■ How to complete this task ■
Please reproduce, word for word, the stretch of the passage on heart failure and relaxin that begins at "Acute heart failure" and stops after "in circulating relaxin.".

Page extract START

Acute heart failure (AHF) is a sudden decline, resulting when the heart cannot pump enough blood to meet the cardiac demands of the body. Signs and symptoms can include dyspnea, edema, and fatigue, which can lead to acute respiratory distress and death. AHF, as well as other cardiovascular diseases, can be caused by deficiency in circulating relaxin.
Relaxin is a 6000 Da heterodimeric polypeptide endocrine and autocrine/paracrine hormone, belonging to the insulin gene superfamily. Relaxin facilitates angiogenesis and contributes to the repair of vascular endothelium. It exerts its effects on the musculoskeletal and other systems through binding its receptor in different tissues, a process mediated by different signaling pathways. There are seven known relaxin family peptides, including relaxin (RLN)1, RLN2, RLN3, and insulin-like peptide (INSL)3, INSL4, INSL5, INSL6. RLN1 and RLN2 are involved in collagen regulation and metabolism in fibroblasts, while RLN3 is specific to the brain. RLN1 and RLN2 are also involved in the hemodynamic changes that occur during pregnancy, including cardiac output, renal blood flow, and arterial compliance. Further, RLN2 mediates vasodilation through increased production of nitric oxide through a phosphorylation cascade. Relaxin is also a cardiac stimulant, and it can cause vasodilation through the inhibition of angiotensin II and endothelin, two potent vasoconstrictors. The hormone has also been shown to increase calcium sensitivity of cardiac myofilaments and increase phosphorylation of the myofilaments by protein kinase C. The force generated by the myofilaments increases while the energy consumption of the cardiac myocytes does not. In the kidneys, relaxin increases creatinine clearance and increases renal blood flow.

Page extract END
Input data START

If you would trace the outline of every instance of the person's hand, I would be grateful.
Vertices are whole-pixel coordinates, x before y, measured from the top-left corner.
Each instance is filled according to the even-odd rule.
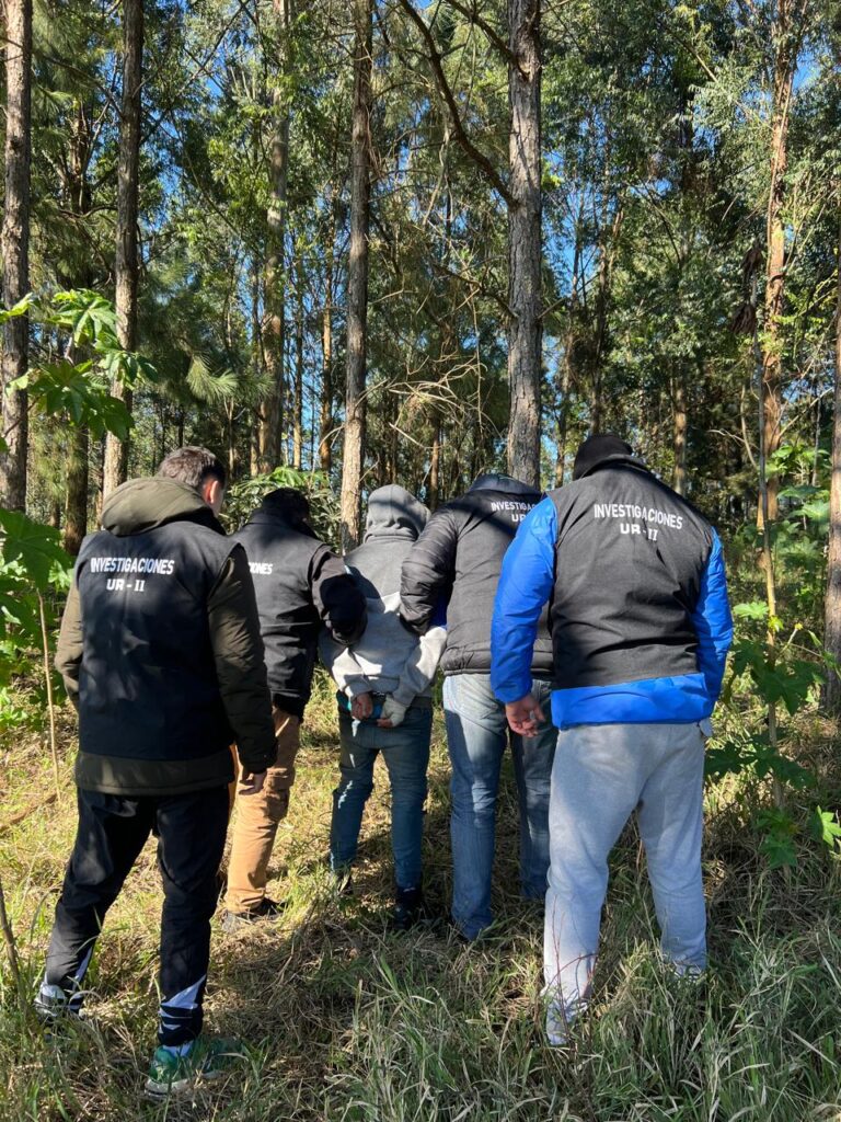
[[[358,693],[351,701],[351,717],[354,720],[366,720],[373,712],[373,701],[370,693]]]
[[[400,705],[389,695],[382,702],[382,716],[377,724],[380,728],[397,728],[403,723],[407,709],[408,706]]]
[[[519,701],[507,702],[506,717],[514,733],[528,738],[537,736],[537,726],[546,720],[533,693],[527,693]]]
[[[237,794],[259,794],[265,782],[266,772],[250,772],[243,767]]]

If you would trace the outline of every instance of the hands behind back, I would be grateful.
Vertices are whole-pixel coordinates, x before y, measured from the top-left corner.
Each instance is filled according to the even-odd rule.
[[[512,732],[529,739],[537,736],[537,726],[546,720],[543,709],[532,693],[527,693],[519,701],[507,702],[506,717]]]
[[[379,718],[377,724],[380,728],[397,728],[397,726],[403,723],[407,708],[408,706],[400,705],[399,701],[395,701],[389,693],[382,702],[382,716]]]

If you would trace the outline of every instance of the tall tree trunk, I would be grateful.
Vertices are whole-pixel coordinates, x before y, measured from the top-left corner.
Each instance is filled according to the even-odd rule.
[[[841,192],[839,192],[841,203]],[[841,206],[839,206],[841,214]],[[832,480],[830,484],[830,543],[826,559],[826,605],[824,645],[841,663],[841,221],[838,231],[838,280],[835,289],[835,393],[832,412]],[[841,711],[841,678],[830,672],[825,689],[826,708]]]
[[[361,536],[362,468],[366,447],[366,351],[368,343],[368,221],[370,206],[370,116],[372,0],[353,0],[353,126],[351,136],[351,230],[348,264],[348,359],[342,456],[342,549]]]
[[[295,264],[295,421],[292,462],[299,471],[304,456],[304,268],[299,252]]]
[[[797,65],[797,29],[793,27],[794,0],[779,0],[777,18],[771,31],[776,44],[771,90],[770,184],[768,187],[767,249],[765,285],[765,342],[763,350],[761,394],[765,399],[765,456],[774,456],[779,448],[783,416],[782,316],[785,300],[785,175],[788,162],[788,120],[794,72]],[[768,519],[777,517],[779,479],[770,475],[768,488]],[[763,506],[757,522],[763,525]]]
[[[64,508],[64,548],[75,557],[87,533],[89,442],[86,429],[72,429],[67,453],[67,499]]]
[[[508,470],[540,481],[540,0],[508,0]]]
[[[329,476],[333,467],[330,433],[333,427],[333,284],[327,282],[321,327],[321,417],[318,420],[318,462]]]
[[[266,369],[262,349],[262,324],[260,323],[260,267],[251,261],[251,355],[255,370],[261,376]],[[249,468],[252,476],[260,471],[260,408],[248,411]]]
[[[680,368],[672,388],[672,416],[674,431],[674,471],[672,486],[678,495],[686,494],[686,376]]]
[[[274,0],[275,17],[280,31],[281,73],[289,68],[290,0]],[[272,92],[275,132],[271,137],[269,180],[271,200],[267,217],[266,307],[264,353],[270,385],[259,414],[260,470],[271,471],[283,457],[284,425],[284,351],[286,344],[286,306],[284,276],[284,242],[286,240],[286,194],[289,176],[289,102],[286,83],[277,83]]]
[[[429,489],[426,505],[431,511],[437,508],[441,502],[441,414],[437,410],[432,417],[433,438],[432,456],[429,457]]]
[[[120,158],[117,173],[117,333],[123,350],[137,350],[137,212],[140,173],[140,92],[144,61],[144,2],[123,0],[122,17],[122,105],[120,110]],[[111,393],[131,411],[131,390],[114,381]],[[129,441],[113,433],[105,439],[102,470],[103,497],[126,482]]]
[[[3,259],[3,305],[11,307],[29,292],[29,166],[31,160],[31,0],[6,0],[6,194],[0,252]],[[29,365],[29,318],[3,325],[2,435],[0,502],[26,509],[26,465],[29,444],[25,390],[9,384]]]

Input data END

■ Response ■
Acute heart failure (AHF) is a sudden decline, resulting when the heart cannot pump enough blood to meet the cardiac demands of the body. Signs and symptoms can include dyspnea, edema, and fatigue, which can lead to acute respiratory distress and death. AHF, as well as other cardiovascular diseases, can be caused by deficiency in circulating relaxin.